- [Aufgabe A] Skaliere bitte den Teil der Datensätze, der mit der Zeile mit „the woman's left“ beginnt und mit dem Ende der Datensätze schließt, beide Enden eingeschlossen: Gib nur diese Zeilen vollständig wieder und multipliziere dabei alle Koordinatenwerte mit 0,9, gerundet auf ganze Zahlen, wobei halbe aufgerundet werden.

- [Artikel]
***

Leider habe ich die übrigen Bilder aus der Serie von Irving Underhill nicht in einer entsprechend großen Auflösung gefunden. Auch wenn ich die hier schon mehr als einmal präsentiert habe, halte ich die Dokumentation vom ultralangsamen Ende des Wolkenkratzerpioniers über einen Zeitraum von ca. sechs Wochen für so faszinierend, dass auch ein weiteres Mal gut zu ertragen ist. Die Bilder stammen von der Seite skyscraper.org.

12. April 1910


28. April 1910


02. Mai 1910


05. Mai 1910


09. Mai 1910


12. Mai 1910


16. Mai 1910


19. Mai 1910


23. Mai 1910


26. Mai 1910


31. Mai 1910


02. Juni 1910


06. Juni 1910


13. Juni 1910


17. Juni 1910


Und am Ende der Schlacht ist nicht nur das Gillender Building, sondern auch das angrenzende Stevens Building verschwunden, um Platz für einen neuen Giganten zu schaffen, der ab Juli 1910 an dieser Stelle gebaut wurde und bis heute dort steht.

***

- [Aufgabe B] Übersetze den folgenden Satz aus dem Artikel ins Englische: „Und am Ende der Schlacht ist nicht nur das Gillender Building, sondern auch das angrenzende Stevens Building verschwunden, um Platz für einen neuen Giganten zu schaffen, der ab Juli 1910 an dieser Stelle gebaut wurde und bis heute dort steht.“

***

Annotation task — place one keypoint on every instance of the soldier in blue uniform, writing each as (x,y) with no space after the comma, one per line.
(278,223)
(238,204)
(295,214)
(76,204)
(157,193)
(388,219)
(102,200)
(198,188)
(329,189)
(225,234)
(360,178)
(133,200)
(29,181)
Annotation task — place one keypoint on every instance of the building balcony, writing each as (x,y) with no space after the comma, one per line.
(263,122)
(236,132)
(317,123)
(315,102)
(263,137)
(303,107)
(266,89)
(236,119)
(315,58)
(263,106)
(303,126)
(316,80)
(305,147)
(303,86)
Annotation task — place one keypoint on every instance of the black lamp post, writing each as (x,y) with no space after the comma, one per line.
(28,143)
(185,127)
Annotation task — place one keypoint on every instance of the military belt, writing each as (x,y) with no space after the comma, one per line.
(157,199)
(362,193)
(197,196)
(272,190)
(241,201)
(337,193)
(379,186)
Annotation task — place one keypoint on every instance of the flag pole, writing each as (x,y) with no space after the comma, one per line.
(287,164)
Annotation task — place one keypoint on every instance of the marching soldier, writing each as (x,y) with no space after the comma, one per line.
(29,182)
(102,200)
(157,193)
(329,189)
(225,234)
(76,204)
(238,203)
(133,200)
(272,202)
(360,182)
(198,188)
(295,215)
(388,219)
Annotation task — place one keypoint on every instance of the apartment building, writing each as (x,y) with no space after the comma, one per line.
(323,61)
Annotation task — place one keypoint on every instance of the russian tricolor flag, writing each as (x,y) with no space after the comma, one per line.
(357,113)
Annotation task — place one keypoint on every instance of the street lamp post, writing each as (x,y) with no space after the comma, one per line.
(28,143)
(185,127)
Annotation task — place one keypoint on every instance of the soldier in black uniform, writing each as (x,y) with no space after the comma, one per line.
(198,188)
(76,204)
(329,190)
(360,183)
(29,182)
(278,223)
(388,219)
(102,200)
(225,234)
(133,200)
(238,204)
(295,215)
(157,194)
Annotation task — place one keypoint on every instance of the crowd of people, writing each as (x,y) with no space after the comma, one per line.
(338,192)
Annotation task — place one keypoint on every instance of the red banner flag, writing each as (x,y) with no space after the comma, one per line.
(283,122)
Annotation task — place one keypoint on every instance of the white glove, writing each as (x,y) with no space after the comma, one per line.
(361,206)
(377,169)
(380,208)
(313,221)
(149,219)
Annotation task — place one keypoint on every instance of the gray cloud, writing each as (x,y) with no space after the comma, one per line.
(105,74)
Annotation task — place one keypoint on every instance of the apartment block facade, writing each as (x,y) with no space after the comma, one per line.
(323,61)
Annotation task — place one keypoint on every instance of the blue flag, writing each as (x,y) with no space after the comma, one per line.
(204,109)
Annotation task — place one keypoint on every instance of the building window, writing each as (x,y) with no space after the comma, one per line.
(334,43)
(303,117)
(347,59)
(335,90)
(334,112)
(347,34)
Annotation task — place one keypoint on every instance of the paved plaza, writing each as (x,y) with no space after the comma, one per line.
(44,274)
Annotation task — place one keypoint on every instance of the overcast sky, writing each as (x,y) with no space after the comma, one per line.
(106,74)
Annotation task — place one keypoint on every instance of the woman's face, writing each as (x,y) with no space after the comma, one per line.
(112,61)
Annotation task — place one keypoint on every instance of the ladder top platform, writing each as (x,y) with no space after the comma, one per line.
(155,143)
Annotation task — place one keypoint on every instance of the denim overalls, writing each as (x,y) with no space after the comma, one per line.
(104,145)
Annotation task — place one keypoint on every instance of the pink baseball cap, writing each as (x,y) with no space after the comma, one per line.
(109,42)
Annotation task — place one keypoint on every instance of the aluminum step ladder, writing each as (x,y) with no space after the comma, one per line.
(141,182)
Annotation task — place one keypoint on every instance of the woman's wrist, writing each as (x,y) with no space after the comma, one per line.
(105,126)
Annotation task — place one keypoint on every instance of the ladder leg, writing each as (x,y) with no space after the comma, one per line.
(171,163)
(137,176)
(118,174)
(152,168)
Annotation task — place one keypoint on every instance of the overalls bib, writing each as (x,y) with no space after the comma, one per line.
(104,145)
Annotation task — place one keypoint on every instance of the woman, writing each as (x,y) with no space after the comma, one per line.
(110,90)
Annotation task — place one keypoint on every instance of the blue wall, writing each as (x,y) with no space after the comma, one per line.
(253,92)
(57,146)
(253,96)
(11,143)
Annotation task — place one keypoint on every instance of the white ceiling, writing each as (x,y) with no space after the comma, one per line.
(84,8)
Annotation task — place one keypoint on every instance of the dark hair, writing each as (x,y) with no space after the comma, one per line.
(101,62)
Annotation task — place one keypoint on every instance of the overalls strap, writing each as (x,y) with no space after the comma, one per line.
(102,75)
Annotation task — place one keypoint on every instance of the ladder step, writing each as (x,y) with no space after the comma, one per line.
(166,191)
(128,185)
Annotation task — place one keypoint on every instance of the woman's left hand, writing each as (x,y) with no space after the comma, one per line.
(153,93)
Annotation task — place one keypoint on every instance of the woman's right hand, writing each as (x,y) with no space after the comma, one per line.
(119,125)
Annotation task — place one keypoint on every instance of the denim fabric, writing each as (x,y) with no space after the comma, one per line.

***

- [Vollständige Lösung A]
Annotation task — place one keypoint on every instance of the woman's left hand, writing each as (x,y) with no space after the comma, one per line.
(138,84)
Annotation task — place one keypoint on every instance of the woman's right hand, writing each as (x,y) with no space after the comma, one per line.
(107,113)
Annotation task — place one keypoint on every instance of the denim fabric, writing each as (x,y) with no space after the comma, one per line.

- [Vollständige Lösung B] And at the end of the battle, not only the Gillender Building but also the adjacent Stevens Building had disappeared, to make room for a new giant that was built on this site starting in July 1910 and still stands there today.